Work item - Would you copy each line of the records that includes the word "below"?

Data extract -
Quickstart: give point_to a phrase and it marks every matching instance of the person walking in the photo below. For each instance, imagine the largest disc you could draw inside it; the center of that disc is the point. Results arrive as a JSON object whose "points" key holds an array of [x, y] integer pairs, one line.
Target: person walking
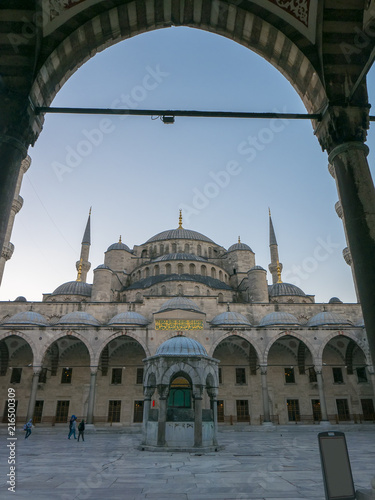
{"points": [[81, 430], [72, 426], [27, 427]]}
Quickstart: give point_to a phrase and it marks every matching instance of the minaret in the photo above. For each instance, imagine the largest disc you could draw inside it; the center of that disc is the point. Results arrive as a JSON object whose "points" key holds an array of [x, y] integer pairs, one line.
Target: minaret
{"points": [[275, 267], [83, 265]]}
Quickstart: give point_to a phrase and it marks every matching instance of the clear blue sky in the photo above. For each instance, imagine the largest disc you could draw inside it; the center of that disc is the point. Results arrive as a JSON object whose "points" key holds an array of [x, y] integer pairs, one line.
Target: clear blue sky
{"points": [[137, 172]]}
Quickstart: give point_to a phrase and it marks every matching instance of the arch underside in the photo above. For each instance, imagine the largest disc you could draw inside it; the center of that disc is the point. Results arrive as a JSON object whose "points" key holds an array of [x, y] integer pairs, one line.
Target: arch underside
{"points": [[133, 18]]}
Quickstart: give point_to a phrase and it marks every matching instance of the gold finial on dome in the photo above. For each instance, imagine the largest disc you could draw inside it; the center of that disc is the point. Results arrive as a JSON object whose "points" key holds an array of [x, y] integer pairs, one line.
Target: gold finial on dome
{"points": [[278, 268], [79, 271]]}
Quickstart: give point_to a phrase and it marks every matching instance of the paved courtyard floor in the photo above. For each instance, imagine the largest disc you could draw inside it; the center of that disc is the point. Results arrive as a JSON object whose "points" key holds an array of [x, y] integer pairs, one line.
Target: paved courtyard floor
{"points": [[280, 464]]}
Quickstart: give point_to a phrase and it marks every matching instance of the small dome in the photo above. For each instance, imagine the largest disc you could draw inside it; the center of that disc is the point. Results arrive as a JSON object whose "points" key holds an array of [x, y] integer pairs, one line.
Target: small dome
{"points": [[181, 346], [128, 318], [180, 233], [239, 246], [27, 318], [280, 289], [74, 288], [119, 246], [230, 318], [328, 318], [279, 318], [335, 300], [78, 318], [360, 323], [179, 256], [179, 303]]}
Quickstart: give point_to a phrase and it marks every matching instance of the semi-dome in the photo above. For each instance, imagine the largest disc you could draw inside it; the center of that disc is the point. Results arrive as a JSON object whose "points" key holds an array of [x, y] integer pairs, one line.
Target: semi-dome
{"points": [[326, 318], [239, 246], [281, 289], [78, 318], [74, 288], [119, 246], [279, 318], [181, 346], [179, 256], [335, 300], [179, 233], [27, 318], [20, 298], [179, 303], [128, 318], [230, 318]]}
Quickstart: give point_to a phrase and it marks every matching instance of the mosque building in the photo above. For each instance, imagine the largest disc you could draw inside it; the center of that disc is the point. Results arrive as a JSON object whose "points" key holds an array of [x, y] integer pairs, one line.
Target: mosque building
{"points": [[270, 353]]}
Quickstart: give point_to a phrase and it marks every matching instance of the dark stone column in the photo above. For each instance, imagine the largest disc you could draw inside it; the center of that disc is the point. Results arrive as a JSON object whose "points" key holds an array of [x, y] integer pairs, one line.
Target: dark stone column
{"points": [[90, 405], [163, 395], [266, 405], [198, 416], [342, 133], [34, 388], [12, 152], [357, 198], [322, 398]]}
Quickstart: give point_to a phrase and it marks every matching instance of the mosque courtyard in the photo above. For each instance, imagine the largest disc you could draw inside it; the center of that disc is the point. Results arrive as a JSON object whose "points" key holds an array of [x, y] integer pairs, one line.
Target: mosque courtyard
{"points": [[255, 464]]}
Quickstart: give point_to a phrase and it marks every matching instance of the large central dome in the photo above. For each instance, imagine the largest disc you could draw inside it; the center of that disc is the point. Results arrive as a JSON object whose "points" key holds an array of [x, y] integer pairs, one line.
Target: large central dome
{"points": [[179, 233]]}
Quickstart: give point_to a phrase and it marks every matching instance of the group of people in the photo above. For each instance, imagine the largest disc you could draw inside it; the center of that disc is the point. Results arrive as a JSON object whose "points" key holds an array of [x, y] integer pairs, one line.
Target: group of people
{"points": [[73, 426]]}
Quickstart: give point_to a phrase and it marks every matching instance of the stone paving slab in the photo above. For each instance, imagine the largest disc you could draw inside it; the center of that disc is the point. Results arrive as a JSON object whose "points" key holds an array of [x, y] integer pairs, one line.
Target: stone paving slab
{"points": [[280, 464]]}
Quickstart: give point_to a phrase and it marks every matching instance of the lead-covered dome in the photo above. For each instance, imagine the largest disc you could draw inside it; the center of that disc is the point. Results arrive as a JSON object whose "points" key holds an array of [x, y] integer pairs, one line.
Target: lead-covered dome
{"points": [[179, 233], [179, 256], [73, 288], [128, 318], [239, 246], [27, 318], [326, 318], [179, 303], [230, 318], [119, 246], [78, 318], [279, 318], [281, 289], [181, 346]]}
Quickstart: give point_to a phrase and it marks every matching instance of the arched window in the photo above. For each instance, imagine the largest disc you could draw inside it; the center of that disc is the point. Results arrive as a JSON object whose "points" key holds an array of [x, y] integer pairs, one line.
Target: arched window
{"points": [[179, 393]]}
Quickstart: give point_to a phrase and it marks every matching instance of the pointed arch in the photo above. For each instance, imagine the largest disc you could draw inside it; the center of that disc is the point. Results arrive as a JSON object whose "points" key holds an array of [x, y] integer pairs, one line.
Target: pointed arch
{"points": [[291, 334]]}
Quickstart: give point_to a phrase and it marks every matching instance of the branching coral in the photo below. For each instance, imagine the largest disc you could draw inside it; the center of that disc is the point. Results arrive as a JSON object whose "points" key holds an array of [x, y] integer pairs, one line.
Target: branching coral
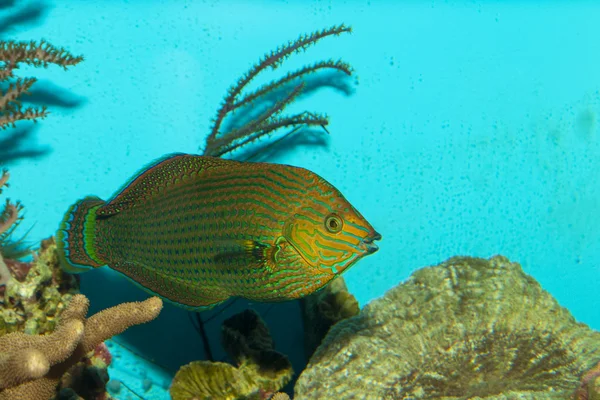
{"points": [[31, 53], [9, 219], [31, 365], [468, 328], [269, 119]]}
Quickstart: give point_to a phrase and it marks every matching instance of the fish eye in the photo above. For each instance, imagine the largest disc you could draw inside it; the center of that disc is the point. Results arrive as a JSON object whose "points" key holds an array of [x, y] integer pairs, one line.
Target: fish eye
{"points": [[333, 223]]}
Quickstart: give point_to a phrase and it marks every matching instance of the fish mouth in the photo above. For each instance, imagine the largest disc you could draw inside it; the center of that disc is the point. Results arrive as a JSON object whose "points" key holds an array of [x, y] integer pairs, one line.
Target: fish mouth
{"points": [[368, 245]]}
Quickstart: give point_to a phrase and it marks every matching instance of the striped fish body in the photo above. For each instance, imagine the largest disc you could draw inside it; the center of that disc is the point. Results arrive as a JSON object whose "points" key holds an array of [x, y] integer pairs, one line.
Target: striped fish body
{"points": [[197, 230]]}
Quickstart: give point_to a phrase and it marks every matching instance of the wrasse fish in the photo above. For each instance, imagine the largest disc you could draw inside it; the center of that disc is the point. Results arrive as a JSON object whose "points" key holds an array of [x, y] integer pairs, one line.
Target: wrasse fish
{"points": [[197, 230]]}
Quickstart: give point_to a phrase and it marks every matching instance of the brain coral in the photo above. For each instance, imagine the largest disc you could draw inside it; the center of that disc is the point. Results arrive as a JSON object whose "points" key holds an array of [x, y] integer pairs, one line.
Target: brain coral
{"points": [[468, 328]]}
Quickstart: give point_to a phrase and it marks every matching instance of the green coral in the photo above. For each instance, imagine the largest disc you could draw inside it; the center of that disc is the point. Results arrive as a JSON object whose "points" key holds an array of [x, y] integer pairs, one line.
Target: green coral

Answer to this problem -
Quickstart: give point_to a phrase and it marks every matching instance of the person walking in the photo below. For each instance, imagine the largest disc you could draw inside it; the center of that disc is the point. Results arrive as a JSON object whose "points" key holds an array of [x, y] integer pairs, one line.
Quickstart: give point_to a phrase and it marks every matching instance of the branching coral in the photo below. For each instance, imagine the largest disc you could draw inside it; the center of that disc is the point. Results arrive as a JSON object whose "points" key holds an array of [x, y] integer pairs, one line.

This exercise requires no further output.